____ Records for processing

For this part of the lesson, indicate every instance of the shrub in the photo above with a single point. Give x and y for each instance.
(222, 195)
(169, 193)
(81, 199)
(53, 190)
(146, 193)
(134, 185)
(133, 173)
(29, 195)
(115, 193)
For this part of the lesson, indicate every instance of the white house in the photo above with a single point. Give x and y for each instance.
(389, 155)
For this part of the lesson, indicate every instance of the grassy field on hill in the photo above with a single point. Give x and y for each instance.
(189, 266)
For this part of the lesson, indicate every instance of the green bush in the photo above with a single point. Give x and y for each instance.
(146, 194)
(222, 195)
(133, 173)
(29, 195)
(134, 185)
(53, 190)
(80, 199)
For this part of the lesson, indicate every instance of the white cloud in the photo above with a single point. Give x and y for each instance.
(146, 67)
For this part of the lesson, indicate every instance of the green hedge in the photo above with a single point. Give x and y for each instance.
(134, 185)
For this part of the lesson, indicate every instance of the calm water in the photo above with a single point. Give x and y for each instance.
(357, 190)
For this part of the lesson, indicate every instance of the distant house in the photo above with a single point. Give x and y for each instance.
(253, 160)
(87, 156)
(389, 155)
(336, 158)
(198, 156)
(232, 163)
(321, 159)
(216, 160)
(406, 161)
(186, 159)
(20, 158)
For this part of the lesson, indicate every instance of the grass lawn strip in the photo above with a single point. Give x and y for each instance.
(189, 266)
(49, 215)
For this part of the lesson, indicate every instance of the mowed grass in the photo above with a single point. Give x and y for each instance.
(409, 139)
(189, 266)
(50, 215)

________

The answer must be a word-for-word reproduction of every record above.

For this part of the lesson, indicate every instance of the shrub in the photo above with a single point. Give x and y for each instance.
(222, 195)
(169, 193)
(81, 199)
(53, 190)
(146, 193)
(134, 185)
(133, 173)
(29, 195)
(115, 193)
For this part of the lesson, indicate every instance of the white house in the photo above with a single point. Give x and y for each instance.
(389, 155)
For this part of the lesson, indicate every instance of the grassy field on hill in the photo above with a single point. Give x and y for each instance.
(189, 266)
For this part of the lesson, indicate every instance of the green bush in the photo above with a single point. Give x and y for each instance.
(146, 194)
(222, 195)
(133, 173)
(29, 195)
(134, 185)
(53, 190)
(80, 199)
For this part of the lesson, indicate every instance of the white cloud in the photo above with a single point. Give x and y for each instance.
(146, 67)
For this part of the lesson, indicate every instance of the green hedge in the photo above with a single point. Give x and y for each instance.
(134, 185)
For this part of the lesson, indicate every instance of the calm water in the photo above with a single point. Give x and y for each instance.
(357, 190)
For this part of the lesson, indicate every instance of the distant house in the photo above with a single point. Give x and y for each instance.
(253, 160)
(87, 156)
(389, 155)
(336, 158)
(198, 156)
(232, 163)
(321, 159)
(216, 160)
(406, 161)
(186, 159)
(20, 158)
For this part of the lesson, indicate every instance of the grass lawn strip in the photo above with a single point. Give x and y for each instance.
(189, 266)
(49, 215)
For this part of the lesson, indicate every instance of the mowed grass in the photo above with a single point. Give x and y for each instance.
(409, 139)
(189, 266)
(50, 215)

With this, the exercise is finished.